TEXT EXCERPT
================

In the light of SAI IAS we get a more informative answer. God is the one providing life and health and salvation. Life and health, all in all, prevail over death and illness.

 

David, quotes from the psalms 16:11 and 6:2 and 20:5

 

     Thou wilt shew me the path of life

 

     O Lord, heal me

 

     We will rejoice in thy salvation

 

Turning SAI IAS around we get another line

 

     IAS SAI

 

which, in a shortened form, may have named Isa, better known as Jesus, life and love, healer of people on his mission of saving humankind.

 

KAI DOM, the second line of the double formula, may have accounted for Chayyim Chaim Haim 'life, alive (and healthy)' via an overforming that would have survived in oral traditions until it was fixed in writing in the Middle Ages

 

     KAI DOM    KAI ..M    KAI yyM    KAyyIM (metathesis)    ...

 

DOM accounts for Greek domos and Latin domus that both mean house, also for German Dom 'cathedral, a big church wherein one can pray for a long life in good health, for salvation and a place in heaven. Full quote of psalm 16:11

 

     Thou wilt shew me the path of life:

     in thy presence is fullness of joy;

     at thy right hand there are pleasures

     for evermore.

================

DATA PROVIDED
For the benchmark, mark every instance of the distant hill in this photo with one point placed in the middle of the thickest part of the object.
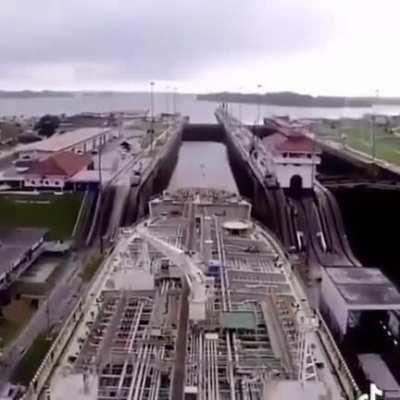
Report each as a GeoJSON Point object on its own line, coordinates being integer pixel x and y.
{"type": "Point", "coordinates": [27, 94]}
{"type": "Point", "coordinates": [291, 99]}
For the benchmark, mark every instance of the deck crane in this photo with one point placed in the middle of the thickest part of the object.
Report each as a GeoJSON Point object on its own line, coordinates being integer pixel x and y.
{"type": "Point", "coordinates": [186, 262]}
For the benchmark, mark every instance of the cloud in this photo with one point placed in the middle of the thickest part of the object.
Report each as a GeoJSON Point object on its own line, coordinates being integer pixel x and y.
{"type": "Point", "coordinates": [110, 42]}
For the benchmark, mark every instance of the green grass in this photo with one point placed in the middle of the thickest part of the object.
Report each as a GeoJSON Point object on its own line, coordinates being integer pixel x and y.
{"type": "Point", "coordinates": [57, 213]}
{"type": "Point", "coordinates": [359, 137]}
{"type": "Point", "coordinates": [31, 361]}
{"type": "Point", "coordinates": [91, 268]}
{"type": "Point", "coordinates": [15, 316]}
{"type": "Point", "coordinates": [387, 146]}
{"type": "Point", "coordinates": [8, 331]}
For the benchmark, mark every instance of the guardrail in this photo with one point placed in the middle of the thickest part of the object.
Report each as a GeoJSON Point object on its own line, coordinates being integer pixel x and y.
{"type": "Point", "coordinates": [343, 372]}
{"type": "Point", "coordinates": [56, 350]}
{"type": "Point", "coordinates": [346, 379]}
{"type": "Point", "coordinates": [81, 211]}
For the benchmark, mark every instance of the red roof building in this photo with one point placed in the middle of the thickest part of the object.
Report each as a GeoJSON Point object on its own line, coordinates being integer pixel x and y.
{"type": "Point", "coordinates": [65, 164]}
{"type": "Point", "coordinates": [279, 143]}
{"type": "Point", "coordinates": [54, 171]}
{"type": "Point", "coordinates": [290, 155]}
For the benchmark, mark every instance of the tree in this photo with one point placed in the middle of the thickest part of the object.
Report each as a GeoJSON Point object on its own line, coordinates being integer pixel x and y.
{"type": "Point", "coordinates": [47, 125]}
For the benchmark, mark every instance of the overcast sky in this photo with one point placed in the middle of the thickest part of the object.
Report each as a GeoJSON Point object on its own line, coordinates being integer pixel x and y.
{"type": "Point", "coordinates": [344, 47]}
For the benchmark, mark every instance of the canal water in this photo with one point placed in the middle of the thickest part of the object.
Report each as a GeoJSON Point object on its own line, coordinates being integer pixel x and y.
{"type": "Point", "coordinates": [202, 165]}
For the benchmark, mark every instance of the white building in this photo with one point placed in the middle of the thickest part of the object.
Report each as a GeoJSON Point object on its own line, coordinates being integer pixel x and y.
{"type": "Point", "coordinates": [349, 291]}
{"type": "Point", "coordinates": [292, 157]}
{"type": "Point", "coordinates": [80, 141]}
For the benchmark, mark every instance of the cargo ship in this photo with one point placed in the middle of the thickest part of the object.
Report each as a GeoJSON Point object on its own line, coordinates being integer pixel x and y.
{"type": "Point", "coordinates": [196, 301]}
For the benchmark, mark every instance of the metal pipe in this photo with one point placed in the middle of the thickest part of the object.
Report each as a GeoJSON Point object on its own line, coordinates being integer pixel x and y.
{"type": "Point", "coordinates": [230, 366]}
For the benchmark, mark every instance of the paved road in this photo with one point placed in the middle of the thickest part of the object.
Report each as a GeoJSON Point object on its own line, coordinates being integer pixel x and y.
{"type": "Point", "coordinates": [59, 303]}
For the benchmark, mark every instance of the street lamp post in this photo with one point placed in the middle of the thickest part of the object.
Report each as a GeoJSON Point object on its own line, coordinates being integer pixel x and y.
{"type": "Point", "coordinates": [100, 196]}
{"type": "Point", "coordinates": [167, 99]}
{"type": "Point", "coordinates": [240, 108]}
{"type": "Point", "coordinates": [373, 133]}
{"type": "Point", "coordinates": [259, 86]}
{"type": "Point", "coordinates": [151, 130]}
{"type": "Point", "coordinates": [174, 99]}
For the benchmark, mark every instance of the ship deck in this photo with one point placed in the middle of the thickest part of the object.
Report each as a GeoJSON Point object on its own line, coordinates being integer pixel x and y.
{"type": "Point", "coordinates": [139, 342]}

================

WORK TO COMPLETE
(a) List the three psalm references that the passage about the SAI IAS formula attributes to David.
(b) Count the lines in the entries that contain the word "building", and reply with the number alone.
The passage and the entries were taken from unrelated sources.

EXERCISE RESULTS
(a)
16:11
6:2
20:5

(b) 2